■ **Work order**
Output nothing but the lines from the beginning of the listing below through the line containing "positive clicks: (243, 461)", exactly as they stand, without pictures.

══ Data supplied

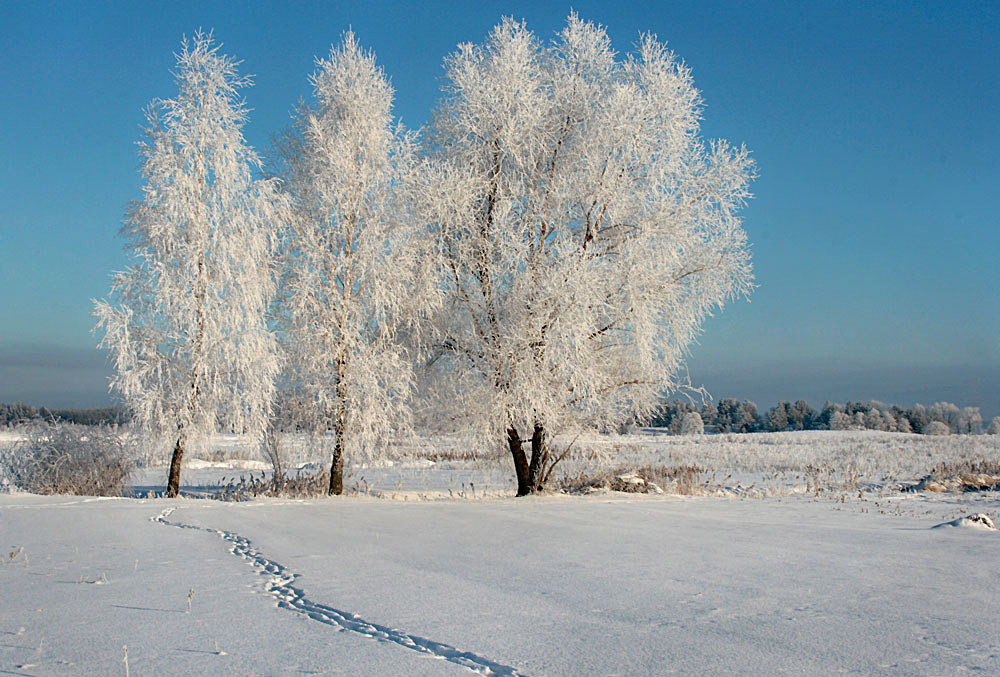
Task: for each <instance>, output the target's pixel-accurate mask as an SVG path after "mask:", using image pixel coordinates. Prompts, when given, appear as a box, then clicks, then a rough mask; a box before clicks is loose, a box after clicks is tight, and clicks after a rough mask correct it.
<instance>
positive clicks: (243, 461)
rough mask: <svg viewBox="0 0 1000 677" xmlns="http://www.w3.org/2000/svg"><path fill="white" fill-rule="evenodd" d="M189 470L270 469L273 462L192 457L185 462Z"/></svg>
mask: <svg viewBox="0 0 1000 677" xmlns="http://www.w3.org/2000/svg"><path fill="white" fill-rule="evenodd" d="M184 465H185V466H187V468H188V470H204V469H205V468H227V469H230V470H270V469H271V464H270V463H268V462H267V461H252V460H248V459H243V458H233V459H230V460H228V461H206V460H204V459H201V458H192V459H191V460H190V461H187V462H185V464H184Z"/></svg>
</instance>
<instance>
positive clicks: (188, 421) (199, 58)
mask: <svg viewBox="0 0 1000 677" xmlns="http://www.w3.org/2000/svg"><path fill="white" fill-rule="evenodd" d="M218 49H219V48H218V46H216V45H215V44H213V40H212V36H211V35H204V34H202V33H198V34H197V35H196V36H195V37H194V39H193V40H191V41H187V40H185V41H184V43H183V48H182V50H181V52H180V54H178V55H177V70H176V72H175V79H176V82H177V87H178V90H179V91H178V94H177V96H176V97H174V98H171V99H157V100H155V101H153V102H152V104H151V105H150V106H149V109H148V111H147V121H148V127H147V129H146V138H145V140H144V141H143V142H142V143H141V144H140V147H141V153H142V159H143V163H142V173H143V176H144V177H145V179H146V185H145V187H144V188H143V199H142V201H140V202H138V203H136V204H134V205H133V206H132V208H131V209H130V210H129V212H128V214H127V216H126V219H125V225H124V228H123V229H122V233H123V235H124V236H125V237H127V238H128V240H129V242H128V244H127V245H126V248H127V249H128V250H130V251H131V253H132V256H133V258H134V264H133V265H132V266H131V267H129V268H128V269H126V270H125V271H122V272H119V273H115V274H114V276H113V280H112V285H111V296H112V300H111V301H110V302H109V301H100V302H96V303H95V316H96V317H97V319H98V325H97V327H98V329H100V330H103V332H104V336H103V339H102V340H101V346H102V347H104V348H107V349H108V350H109V351H110V354H111V356H112V358H113V361H114V365H115V370H116V371H115V375H114V377H113V378H112V381H111V386H112V389H113V390H114V391H116V392H117V393H118V395H120V396H121V398H122V399H123V400H124V402H125V404H126V405H127V406H128V408H129V409H130V410H131V412H132V415H133V420H134V421H135V422H136V423H138V424H139V425H140V426H141V427H142V428H143V429H144V430H145V431H147V432H152V433H156V434H159V435H162V436H165V437H166V438H167V439H168V440H169V441H170V442H171V443H172V444H173V454H172V457H171V462H170V470H169V475H168V479H167V495H168V496H170V497H174V496H177V494H178V490H179V485H180V471H181V463H182V461H183V457H184V452H185V450H187V449H188V448H189V447H190V445H192V444H194V443H197V442H198V441H199V440H203V439H204V438H205V437H207V436H210V435H211V434H212V433H213V432H214V431H215V430H216V427H217V426H223V427H225V428H226V429H228V430H233V431H236V432H239V433H243V434H247V435H249V436H250V437H251V438H253V439H257V440H260V439H261V438H262V436H263V434H264V431H265V429H266V425H267V421H268V419H269V417H270V413H271V407H272V399H273V392H274V378H275V374H276V372H277V369H278V358H277V352H276V341H275V338H274V336H273V335H272V333H270V332H269V331H268V329H267V326H266V319H265V313H266V310H267V306H268V304H269V302H270V299H271V297H272V294H273V291H274V280H273V274H272V272H273V271H272V248H273V247H272V246H273V242H274V238H273V233H274V226H275V223H276V222H277V221H278V220H279V218H280V202H281V198H280V196H279V195H277V193H276V191H275V184H274V182H272V181H270V180H260V179H255V178H254V176H253V173H254V171H255V170H256V169H257V168H258V166H259V161H258V158H257V156H256V154H255V153H254V151H253V150H252V149H251V148H250V147H249V146H248V145H247V144H246V141H245V140H244V138H243V134H242V128H243V125H244V124H245V123H246V120H247V109H246V105H245V103H244V101H243V99H242V98H241V96H240V94H239V90H240V89H241V88H243V87H246V86H248V85H249V84H250V80H249V78H247V77H244V76H240V75H239V74H238V73H237V66H238V62H236V61H234V60H233V59H231V58H229V57H228V56H225V55H223V54H220V53H219V51H218Z"/></svg>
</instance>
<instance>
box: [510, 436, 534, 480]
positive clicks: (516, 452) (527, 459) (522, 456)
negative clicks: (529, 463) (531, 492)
mask: <svg viewBox="0 0 1000 677" xmlns="http://www.w3.org/2000/svg"><path fill="white" fill-rule="evenodd" d="M507 446H508V447H510V455H511V456H513V457H514V473H515V474H516V475H517V495H518V496H527V495H528V494H530V493H531V479H530V476H529V475H530V473H529V468H528V459H527V457H526V456H525V455H524V447H523V446H522V445H521V437H520V436H519V435H518V434H517V430H515V429H514V428H513V427H511V428H507Z"/></svg>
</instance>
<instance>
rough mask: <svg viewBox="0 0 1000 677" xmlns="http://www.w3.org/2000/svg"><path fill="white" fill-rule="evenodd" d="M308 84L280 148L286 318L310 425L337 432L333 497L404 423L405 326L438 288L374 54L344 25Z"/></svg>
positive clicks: (413, 164) (334, 462)
mask: <svg viewBox="0 0 1000 677" xmlns="http://www.w3.org/2000/svg"><path fill="white" fill-rule="evenodd" d="M310 82H311V84H312V86H313V89H314V101H313V102H312V103H310V104H308V105H304V106H303V107H301V108H300V110H299V111H298V114H297V119H296V123H295V126H294V127H293V129H292V130H291V132H290V134H288V135H286V136H285V137H284V138H283V139H281V140H280V142H279V144H278V154H279V156H280V157H279V159H278V164H279V167H280V170H279V171H280V173H281V174H282V177H283V179H284V184H285V188H286V189H287V192H288V195H289V196H290V198H291V201H292V210H293V218H292V219H291V225H290V229H289V238H288V245H287V246H288V252H287V256H286V259H285V274H284V277H283V279H284V285H283V286H284V290H283V292H282V299H283V301H282V303H283V309H282V311H281V316H282V317H283V318H284V322H285V327H284V329H283V333H284V335H285V337H286V338H287V342H288V359H289V370H290V373H291V375H292V376H291V380H292V384H293V386H294V388H295V390H296V391H297V395H298V396H299V397H301V398H302V399H303V400H304V401H305V403H306V406H305V407H301V408H302V409H304V410H305V411H308V412H311V415H310V416H309V418H308V419H307V421H306V423H307V424H308V425H309V426H310V427H312V429H313V430H314V431H315V432H317V433H321V434H326V433H327V432H331V433H332V436H333V445H334V448H333V452H332V462H331V470H330V487H329V493H331V494H340V493H342V492H343V487H344V459H345V455H348V454H355V455H357V454H361V455H365V456H370V455H372V454H375V453H378V452H379V451H384V450H385V449H386V447H387V443H388V441H389V439H390V436H391V435H392V434H393V432H394V431H397V430H399V429H400V428H406V427H407V426H408V425H409V418H410V409H409V404H408V401H409V397H410V390H411V387H412V374H413V371H412V367H411V361H412V360H411V358H410V357H409V355H408V354H407V352H406V351H405V350H404V348H403V345H402V343H401V341H400V331H401V330H402V329H405V328H406V327H407V326H408V323H409V320H411V319H413V318H414V317H416V315H417V314H419V313H420V312H421V311H423V310H424V309H425V308H427V307H428V304H429V303H430V302H431V301H432V300H433V298H435V296H436V294H435V292H434V286H433V282H434V280H433V277H432V275H430V274H427V273H424V274H421V270H422V267H423V266H426V260H427V259H426V256H424V255H423V254H421V251H422V249H428V247H427V244H426V238H423V240H421V238H419V237H418V235H419V233H418V231H417V230H415V227H414V226H415V223H416V221H415V220H414V219H413V218H412V217H411V216H410V214H409V213H408V210H409V207H408V205H409V204H410V200H409V198H408V195H407V194H408V192H409V191H410V187H411V184H412V177H413V176H415V171H416V170H415V167H416V165H415V160H414V153H413V148H412V146H413V143H412V139H411V138H410V136H409V135H407V134H406V133H405V132H404V131H403V129H402V127H401V126H400V125H397V124H395V123H394V121H393V118H392V97H393V91H392V87H391V86H390V84H389V82H388V80H387V78H386V76H385V75H384V73H383V72H382V70H381V68H379V67H378V66H377V64H376V62H375V57H374V55H373V54H371V53H369V52H365V51H364V50H362V49H361V47H360V46H359V45H358V41H357V39H356V38H355V36H354V34H353V33H351V32H348V33H346V34H345V36H344V39H343V42H342V44H341V45H340V46H339V47H335V48H333V49H331V52H330V56H329V57H328V58H326V59H320V60H318V61H317V69H316V71H315V73H314V74H313V75H312V77H311V79H310Z"/></svg>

════

■ **Expected output**
Task: for each <instance>, output the target's pixel-accurate mask as an SVG path after "mask:", using image pixel coordinates. Prompts, when given, appear as a box, then clicks, then a rough mask; a box before clicks is loose, a box after clicks is tight, and clicks after a rough mask correct it.
<instance>
positive clicks: (243, 461)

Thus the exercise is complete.